# Text
-----

Part 3:
The Link to Text and Acting
Words...imagery
Steps:
Step 1: exploring the different effects that different vowel sounds can have on your feelings and on your body. The feeling of vowels and consonants reveals sub-verbal meaning in words. The feleing links us to the desire we want to communicate. The word feeling implies both physical sensation and emotional effect.
exs: "AAH-AAH-AAH" & EEEEEEEEEEEEE or OOOOOOOOOOOO
Step 2: Take three vowel sounds whose quality is intrinsically sharper, shorter, and more staccato than the first three.
exs: a (as in cat) i (as in hit) and u (as in cut)
Step 3: Drop contrasting vowel sounds into your body
Step 4: The feeling of consonants
exs: MMMMMMMMM & VVVVVVVVV or ZZZZZZZZ
Step 5: Two contrasting vowels and consonants
exs: OOOZZZZtAA & ZZAAOOOt or tAAZZOOO
Step 6: Organize the intrinsic music of vowels with the resonating ladder.
She then talks you through exercises so that you can feel the place in your body as to where these sounds come from.
exs: ZZOO travel down your pelvis & WO-O-E move in the middle of your body or SHAWWWAA feel attached to your rib cage
Basically Linklater is trying to get her reader more consciously aware of the feeling of vowels and consonants, and the emotions that derive from the usage of those sounds.
Step 7: using steps 1-6 as models for anatomizing words. Choose a word that is onomatopoeic and play it into your body, ignoring its sense as much as possible.
exs: Splash ratatat murmuring susurration whip
Step 8: Take a word with a representational picture
exs: wind butterfly clouds sky
Step 9: Take a word with an emotional image
exs: love rage giggle sorrow
Step 10: Find words with more abstract images
exs: purple red blue yellow jagged round
Step 11: Explore action words
exs: Run subside explore live die fight go fly
Step 12: Play with small words
exs: for and to it if such
Step 13: String together a sequence of the words you used in steps 8 through 11 in any order without making sense
exs: butterflies blue giggle murmuring
The point of the exercise is to allow individual words to influence your voice, giving a phrase or sentence more life than just what it gets from the overall sense.
Memories of kindergarden poetry speaking- "The sun is in the sky," pointing heavenward, voice with an upward inflection, "And the earth is down below," looking down, dropping the voice- may give one pause. But these exercises are designed to start moving the voice from within, to make itcome alive to a sensory and imagistic inner world.
Tuning into the text...imagination
(This is a brief overview, a check list for the reader to go over what they have lerned throughout studying their natural voice within this book)
Checklist:
Transitions: Thought transitions, transitions in the subject matter, transitions in the argument, transitions in the activity
The Six Eternal Questions: Who, Where, When, What, Why, How
The Five P's: Personal, Psychological, Professional, Political, Philosophical
Dynamics: Dynamics of Text, dynamics of the character, dynamics of the event
Rhythm: Rhythm of speech, rhythm of character, rhythm of the scene
Overall the message that Linklater coveys within her book is this: The human voice is remarkable, complex, and delicate. It is capable of not only conveying sophisticated intellectual concepts but also subtle emotional nuances. Although the uniqueness and beauty of the human voice have been appreciated for centuries, medical science has begun to understand the workings and care of the voice only since the late 1970s and early 1980s. It is important to understand the basic functions and structures of the voice.
Kristin Linklater attempts to explain to the reader, or actor, how their voice physically works within her book, as well as how to use it in a healthy way, and the right way. Linklater's book is revolutionary for the voice of the actor and has helped me to shape and mold my voice as a performer.

-----

[Collected data entries]

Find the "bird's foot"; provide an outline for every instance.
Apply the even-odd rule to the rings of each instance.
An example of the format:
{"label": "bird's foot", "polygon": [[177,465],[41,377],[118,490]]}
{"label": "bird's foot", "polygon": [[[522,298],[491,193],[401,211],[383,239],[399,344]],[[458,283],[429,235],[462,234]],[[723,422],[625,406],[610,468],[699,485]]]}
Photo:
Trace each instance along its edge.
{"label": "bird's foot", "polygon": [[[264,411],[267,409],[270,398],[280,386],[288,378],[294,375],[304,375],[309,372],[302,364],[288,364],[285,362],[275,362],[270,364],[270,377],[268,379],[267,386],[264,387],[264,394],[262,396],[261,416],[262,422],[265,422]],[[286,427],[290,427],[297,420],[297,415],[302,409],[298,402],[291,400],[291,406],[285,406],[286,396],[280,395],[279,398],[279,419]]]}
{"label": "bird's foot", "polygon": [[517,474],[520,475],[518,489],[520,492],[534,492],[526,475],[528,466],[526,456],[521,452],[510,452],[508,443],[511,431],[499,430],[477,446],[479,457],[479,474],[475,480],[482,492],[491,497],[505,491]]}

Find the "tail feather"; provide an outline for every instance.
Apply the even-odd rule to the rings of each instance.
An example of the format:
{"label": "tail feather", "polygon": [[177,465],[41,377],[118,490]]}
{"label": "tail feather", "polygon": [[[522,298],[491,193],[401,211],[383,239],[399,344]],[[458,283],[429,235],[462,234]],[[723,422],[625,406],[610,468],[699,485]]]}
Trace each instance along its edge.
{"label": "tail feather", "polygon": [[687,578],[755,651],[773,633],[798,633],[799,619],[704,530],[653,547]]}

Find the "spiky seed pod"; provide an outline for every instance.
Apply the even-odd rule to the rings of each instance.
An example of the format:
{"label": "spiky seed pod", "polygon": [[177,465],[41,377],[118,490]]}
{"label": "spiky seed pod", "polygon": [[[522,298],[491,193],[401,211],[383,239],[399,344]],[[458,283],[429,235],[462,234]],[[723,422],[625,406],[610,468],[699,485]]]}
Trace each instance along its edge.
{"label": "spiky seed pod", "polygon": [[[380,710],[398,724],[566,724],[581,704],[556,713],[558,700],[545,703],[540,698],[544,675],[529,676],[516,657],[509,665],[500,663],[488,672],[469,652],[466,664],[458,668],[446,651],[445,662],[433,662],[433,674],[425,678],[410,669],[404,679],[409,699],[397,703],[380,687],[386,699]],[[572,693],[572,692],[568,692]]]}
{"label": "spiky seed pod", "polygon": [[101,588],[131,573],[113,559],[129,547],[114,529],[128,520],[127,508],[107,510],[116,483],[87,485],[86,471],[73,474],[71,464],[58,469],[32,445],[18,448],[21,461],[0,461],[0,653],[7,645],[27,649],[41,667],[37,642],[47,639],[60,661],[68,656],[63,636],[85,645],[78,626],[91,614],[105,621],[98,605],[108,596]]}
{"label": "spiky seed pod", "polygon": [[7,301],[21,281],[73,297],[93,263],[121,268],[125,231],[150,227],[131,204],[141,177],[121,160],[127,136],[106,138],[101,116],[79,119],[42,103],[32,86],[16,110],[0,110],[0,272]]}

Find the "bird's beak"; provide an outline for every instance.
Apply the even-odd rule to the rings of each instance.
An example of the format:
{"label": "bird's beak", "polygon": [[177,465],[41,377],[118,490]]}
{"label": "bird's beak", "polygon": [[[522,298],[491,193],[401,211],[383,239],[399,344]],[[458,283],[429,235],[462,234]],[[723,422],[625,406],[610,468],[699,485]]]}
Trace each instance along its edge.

-----

# Work request 1
According to the text on voice exercises, why does Step 1 have the reader explore how different vowel sounds affect the feelings and body? Answer in one to three sentences.
# Work request 2
Summarize the text on voice exercises in three sentences.
This listing was drawn from a separate source and has no connection to the text on the voice exercises.

# Written reply 1
The feeling of vowels and consonants reveals sub-verbal meaning in words. That feeling also links us to the desire we want to communicate.

# Written reply 2
The text walks through a series of steps in which the reader feels how vowel and consonant sounds affect the body and emotions, then plays onomatopoeic, pictorial, emotional, abstract, action and small words into the body. These exercises are meant to let individual words influence the voice and move it from within, followed by a checklist covering transitions, the six eternal questions, the five P's, dynamics and rhythm. Overall, Linklater's message is that the human voice is remarkable, complex and delicate, and that it is important to understand its basic functions and structures and to use it in a healthy way.